**Aim**
From the data below, keep only the lines that contain the word "rifle". Copy each of those lines unchanged.

**Material for the task**
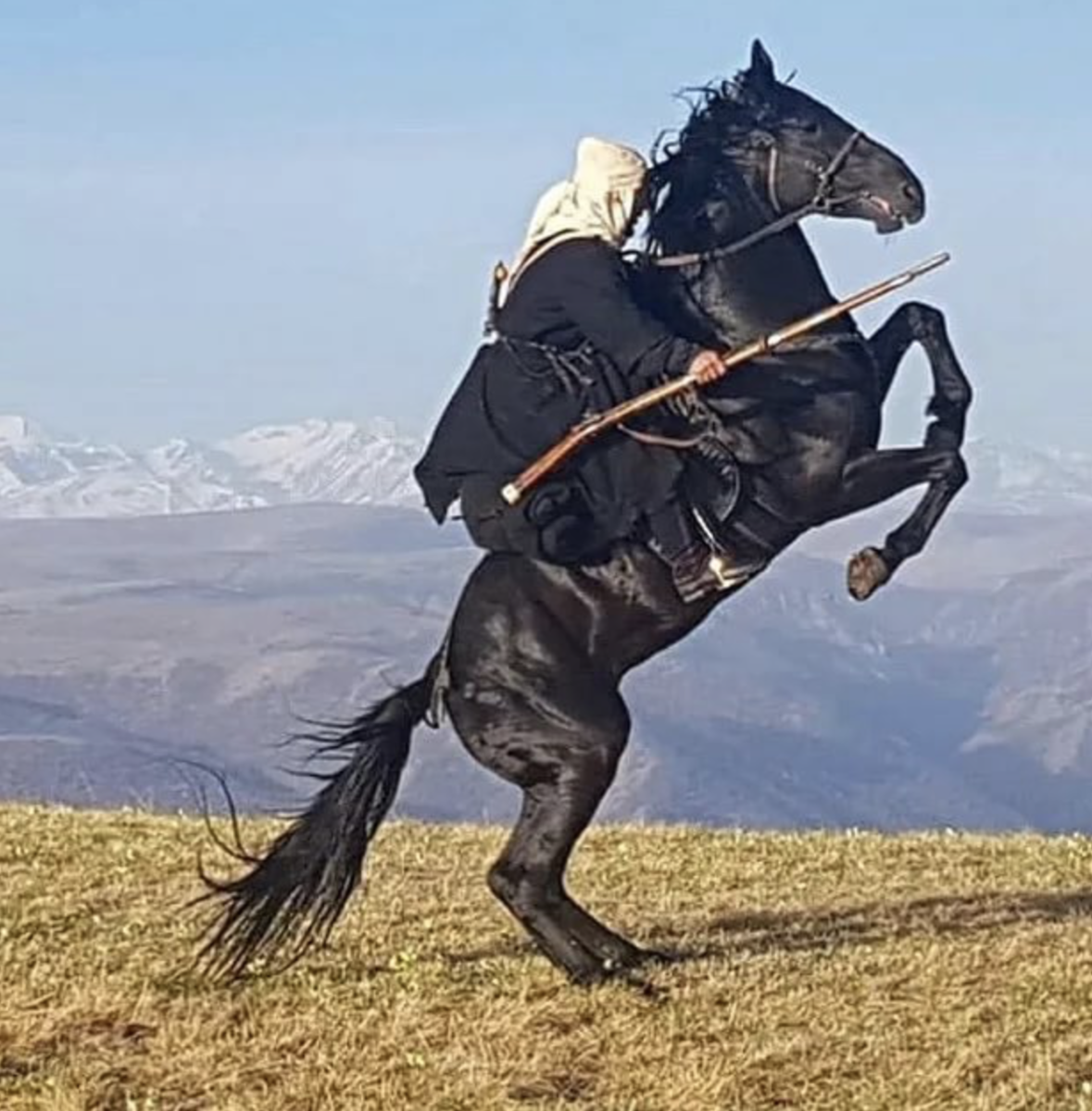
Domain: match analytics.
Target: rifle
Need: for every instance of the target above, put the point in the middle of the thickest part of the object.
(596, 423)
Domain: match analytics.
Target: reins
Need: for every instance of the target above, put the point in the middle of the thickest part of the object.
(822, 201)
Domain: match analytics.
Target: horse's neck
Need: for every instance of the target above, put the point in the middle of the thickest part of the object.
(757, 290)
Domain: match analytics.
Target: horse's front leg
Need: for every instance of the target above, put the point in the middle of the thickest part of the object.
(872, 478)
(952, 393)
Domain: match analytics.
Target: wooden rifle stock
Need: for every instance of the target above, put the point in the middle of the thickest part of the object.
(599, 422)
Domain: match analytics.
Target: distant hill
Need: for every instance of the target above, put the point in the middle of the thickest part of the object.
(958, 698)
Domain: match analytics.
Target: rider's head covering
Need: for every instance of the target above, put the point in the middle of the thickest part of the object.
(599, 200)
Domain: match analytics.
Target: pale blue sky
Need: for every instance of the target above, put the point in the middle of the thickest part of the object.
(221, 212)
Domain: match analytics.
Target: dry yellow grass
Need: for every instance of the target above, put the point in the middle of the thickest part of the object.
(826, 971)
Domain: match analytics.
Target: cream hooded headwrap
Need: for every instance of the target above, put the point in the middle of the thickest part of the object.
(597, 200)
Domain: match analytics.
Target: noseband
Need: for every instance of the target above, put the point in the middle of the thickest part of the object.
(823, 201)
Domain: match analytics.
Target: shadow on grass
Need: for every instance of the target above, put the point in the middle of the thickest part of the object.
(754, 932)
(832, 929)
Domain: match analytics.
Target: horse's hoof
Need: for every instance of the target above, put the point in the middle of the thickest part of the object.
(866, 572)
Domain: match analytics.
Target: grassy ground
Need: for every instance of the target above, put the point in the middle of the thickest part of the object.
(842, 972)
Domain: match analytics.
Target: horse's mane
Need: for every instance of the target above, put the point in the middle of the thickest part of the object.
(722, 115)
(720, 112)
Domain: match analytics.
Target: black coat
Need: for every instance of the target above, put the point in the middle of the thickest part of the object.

**Answer for this exercise**
Target: rifle
Target: wooden rifle stock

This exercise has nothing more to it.